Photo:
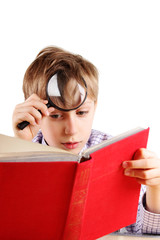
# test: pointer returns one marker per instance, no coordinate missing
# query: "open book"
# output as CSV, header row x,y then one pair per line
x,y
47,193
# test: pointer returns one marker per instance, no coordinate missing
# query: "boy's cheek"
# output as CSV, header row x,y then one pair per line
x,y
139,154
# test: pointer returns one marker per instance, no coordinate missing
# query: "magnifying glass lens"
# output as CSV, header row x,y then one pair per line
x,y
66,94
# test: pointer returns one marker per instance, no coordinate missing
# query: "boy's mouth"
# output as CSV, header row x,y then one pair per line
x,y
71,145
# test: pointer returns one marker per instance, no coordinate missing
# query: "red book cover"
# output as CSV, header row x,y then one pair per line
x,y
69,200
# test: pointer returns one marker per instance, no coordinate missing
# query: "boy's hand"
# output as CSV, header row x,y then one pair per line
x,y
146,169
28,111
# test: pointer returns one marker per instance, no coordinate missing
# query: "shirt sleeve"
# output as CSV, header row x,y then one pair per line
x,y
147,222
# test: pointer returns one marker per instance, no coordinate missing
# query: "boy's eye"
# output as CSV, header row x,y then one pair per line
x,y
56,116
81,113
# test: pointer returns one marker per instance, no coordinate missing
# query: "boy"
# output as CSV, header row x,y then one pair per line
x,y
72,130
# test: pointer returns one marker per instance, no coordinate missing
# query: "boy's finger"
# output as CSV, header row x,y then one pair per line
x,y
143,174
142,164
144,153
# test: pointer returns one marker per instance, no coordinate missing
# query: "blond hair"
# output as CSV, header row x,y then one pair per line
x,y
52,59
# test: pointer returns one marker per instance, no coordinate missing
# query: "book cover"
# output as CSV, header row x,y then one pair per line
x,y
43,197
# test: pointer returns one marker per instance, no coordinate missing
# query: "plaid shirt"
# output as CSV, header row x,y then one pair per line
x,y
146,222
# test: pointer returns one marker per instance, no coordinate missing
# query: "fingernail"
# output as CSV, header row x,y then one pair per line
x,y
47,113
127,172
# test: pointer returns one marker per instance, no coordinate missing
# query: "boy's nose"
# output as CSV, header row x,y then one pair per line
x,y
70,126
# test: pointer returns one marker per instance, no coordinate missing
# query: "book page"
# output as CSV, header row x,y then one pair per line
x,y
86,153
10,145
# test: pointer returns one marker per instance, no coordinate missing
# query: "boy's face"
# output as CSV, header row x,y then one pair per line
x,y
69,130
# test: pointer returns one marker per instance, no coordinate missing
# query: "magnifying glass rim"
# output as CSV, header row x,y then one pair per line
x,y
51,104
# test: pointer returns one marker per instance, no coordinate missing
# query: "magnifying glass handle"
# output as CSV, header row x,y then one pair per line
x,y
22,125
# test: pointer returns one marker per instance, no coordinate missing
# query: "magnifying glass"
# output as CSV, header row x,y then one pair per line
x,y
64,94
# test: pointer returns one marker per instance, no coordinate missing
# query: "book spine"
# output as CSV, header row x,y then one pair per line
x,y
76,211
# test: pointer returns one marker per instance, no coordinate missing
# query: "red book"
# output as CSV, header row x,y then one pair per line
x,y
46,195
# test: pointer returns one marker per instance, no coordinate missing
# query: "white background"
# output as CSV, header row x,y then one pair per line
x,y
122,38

************

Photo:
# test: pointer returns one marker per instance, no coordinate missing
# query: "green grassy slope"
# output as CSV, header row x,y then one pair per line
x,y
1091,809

************

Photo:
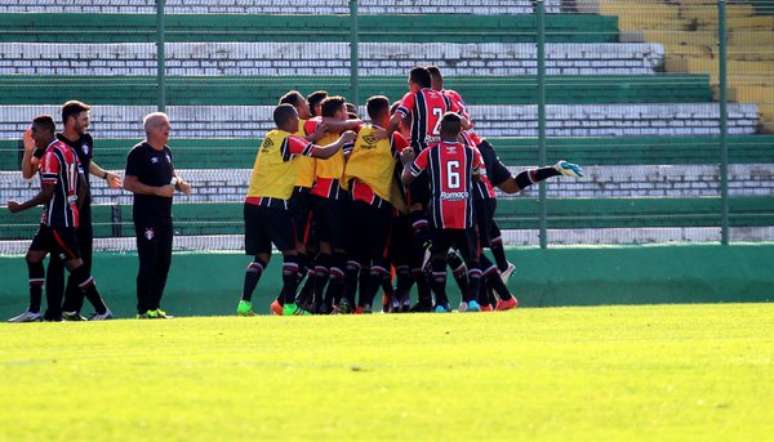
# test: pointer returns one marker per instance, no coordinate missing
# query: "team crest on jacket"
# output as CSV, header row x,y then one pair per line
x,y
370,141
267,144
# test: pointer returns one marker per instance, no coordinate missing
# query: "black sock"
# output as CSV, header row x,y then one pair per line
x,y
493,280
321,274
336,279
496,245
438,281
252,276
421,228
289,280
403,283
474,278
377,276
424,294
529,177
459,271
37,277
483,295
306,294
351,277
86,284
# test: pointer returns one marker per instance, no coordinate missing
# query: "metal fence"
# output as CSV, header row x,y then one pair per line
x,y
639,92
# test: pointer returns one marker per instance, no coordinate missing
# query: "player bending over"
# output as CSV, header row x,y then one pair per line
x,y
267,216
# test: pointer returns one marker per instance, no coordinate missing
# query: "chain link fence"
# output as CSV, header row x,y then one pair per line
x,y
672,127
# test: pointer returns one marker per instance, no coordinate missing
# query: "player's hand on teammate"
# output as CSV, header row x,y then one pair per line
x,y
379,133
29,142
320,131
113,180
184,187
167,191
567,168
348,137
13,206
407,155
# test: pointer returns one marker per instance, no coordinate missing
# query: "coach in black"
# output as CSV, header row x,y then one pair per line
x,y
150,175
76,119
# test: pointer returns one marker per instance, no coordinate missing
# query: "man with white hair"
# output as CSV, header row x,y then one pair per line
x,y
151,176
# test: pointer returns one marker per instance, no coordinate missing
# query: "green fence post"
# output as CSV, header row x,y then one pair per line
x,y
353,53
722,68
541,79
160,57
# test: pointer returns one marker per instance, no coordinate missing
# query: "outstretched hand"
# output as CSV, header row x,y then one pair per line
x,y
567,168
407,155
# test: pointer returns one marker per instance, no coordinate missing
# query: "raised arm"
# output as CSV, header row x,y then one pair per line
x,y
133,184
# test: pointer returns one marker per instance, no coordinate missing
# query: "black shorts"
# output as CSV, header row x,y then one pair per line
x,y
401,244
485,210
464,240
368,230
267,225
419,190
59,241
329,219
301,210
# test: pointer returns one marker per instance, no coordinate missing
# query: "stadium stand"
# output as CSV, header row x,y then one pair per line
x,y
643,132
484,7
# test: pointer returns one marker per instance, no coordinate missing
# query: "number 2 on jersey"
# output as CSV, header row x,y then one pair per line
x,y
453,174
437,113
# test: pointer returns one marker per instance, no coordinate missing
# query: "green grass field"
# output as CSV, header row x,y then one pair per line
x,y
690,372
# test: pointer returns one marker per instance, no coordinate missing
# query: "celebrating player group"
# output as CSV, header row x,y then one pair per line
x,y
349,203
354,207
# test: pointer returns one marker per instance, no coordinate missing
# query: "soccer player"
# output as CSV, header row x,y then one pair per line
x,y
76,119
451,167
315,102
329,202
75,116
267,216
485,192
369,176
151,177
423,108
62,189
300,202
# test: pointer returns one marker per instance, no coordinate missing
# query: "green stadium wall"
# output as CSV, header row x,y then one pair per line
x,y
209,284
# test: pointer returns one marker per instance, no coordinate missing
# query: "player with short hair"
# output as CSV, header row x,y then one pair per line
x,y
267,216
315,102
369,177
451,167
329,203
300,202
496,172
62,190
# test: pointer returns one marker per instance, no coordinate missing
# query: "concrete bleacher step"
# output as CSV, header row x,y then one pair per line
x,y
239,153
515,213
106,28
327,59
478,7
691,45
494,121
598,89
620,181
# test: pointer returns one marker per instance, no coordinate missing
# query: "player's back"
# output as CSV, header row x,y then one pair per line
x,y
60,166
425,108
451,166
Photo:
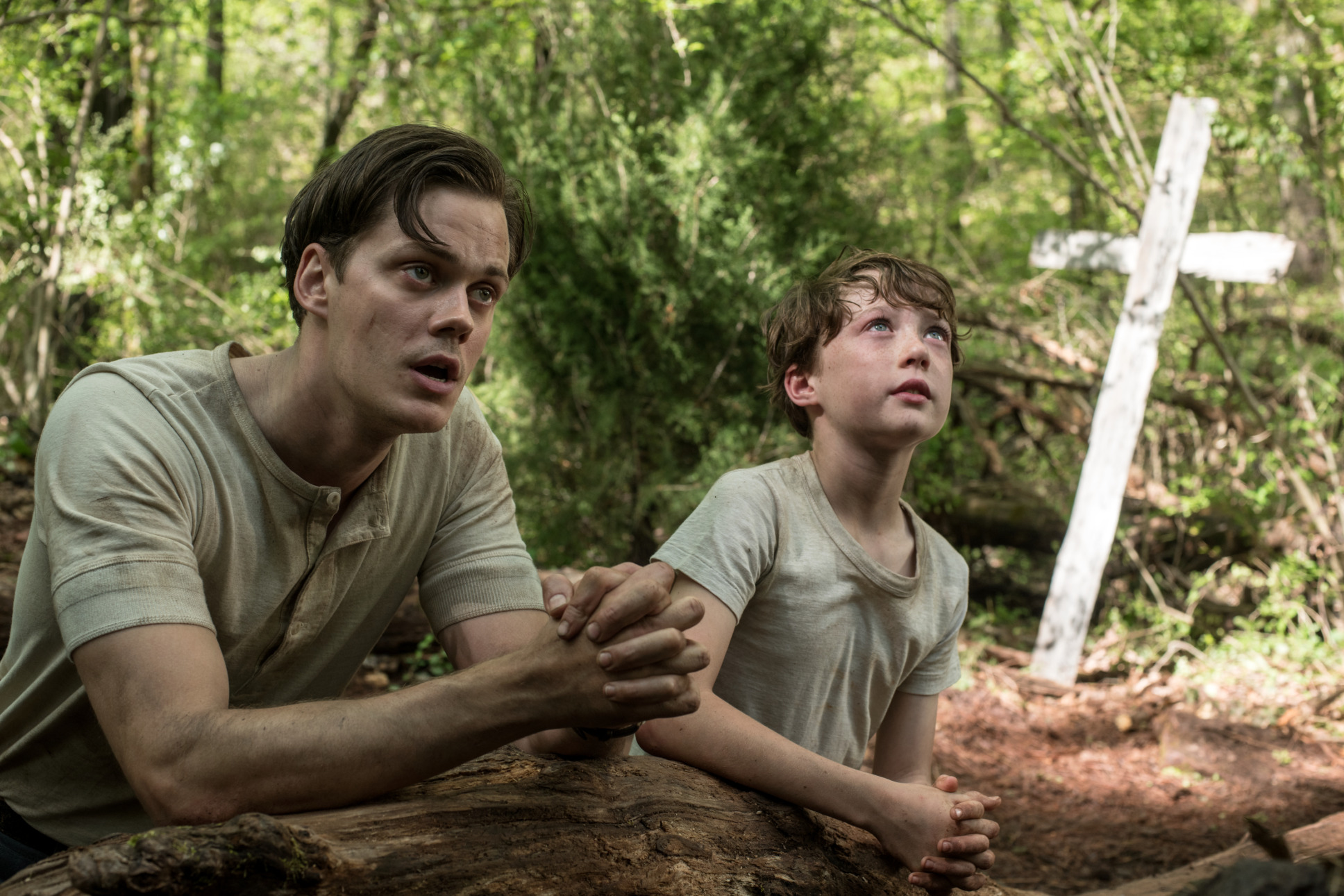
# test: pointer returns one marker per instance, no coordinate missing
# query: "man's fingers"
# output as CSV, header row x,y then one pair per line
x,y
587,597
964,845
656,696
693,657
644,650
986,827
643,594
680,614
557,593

************

Going through the data above, return each line with the word "cover".

▶ **The completed task**
# query: "red book cover"
# query: "book cover"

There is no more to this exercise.